*Excerpt to read*:
/---

Concepts of Taxation of income in the hands of Individuals in India

In India, there are primarily three types of taxable Individuals and in their hands the following nature of incomes will be taxable.

1. Residents and Ordinarily Residents (ROR) In the hands of ROR, all these types of income as stated above will be taxable in India, i.e. Income from Indian Sources, Income from Indian business/profession earned outside India and Income from foreign sources.
2. Residents but Not Ordinarily Resident (RNOR) In the hands of RNOR only two types of income i.e. Income from Indian Sources and Income from Indian business/profession earned outside India.
3. Non-Residents in India (NRI) In the hands of NRI only income from Indian sources will be taxable.

Before going ahead with illustrations to understand the residential status and amended provisions thereon, it is better to make clear certain facts.

  • The basic condition of determination of residential status in India will remain the same as it was for the earlier years, i.e. one who stays in India for 182 days or more during a year, will become resident in India. Otherwise he will be a NRI.
  • The amended provisions will be applicable only to those individuals who are Indian Citizens or PIO’s and have total taxable income in India in excess of Rs 15 lac per year, which has been earned from Indian Sources and/or Income from Indian business/profession earned outside India.
  • Hence, those Indian Citizens or PIO’s, who do not have aggregate taxable income in India in excess of Rs 15 lac, earned from Indian sources and/or income from Indian business/profession earned outside India, need not be bothered about the amendments that have taken place by The Finance Act, 2020, effective from FY 2020-2021. 
  • Further, it is to be noted that, all the NRI’s are liable to tax on their Income from Indian Sources, even when their total taxable income does not exceed Rs 15 lac per year. They will have to file their return of income in India as they would have been normally complying in the earlier years.

As stated above, the amendments in Finance Act, 2020 will have effect only on two categories of Individuals, whose aggregate income from Indian sources and income from Indian business/profession earned outside India, exceeds Rs 15 lac per year. The two categories are as follows

1. Indian Citizen or PIO, who, being outside India, comes on a visit to India and has stayed in India during the FY for 120 days or more but less than 182 days + has stayed in India for 365 days or more during 4 previous FY.

\---

*Source material*:
/---

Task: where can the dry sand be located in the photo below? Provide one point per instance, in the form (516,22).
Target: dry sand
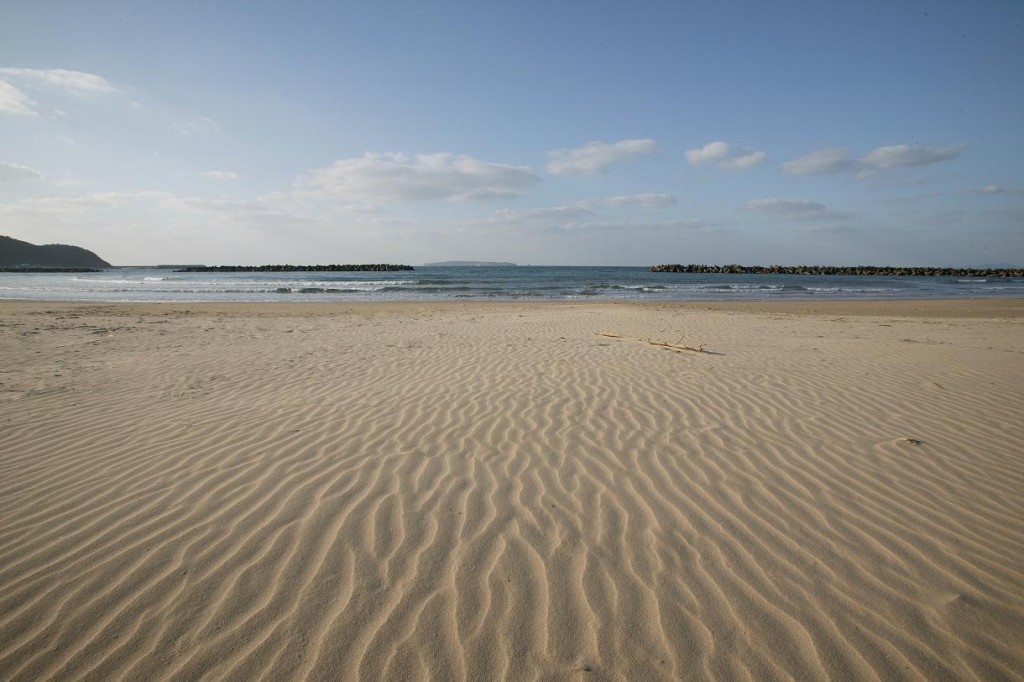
(494,492)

\---

*Problem description*: In the text on taxing individuals' income in India, how many days of stay in India during a year make a person resident under the basic condition? The material is separate from the text on taxing individuals' income in India.

*Solved problem*: 182 days or more.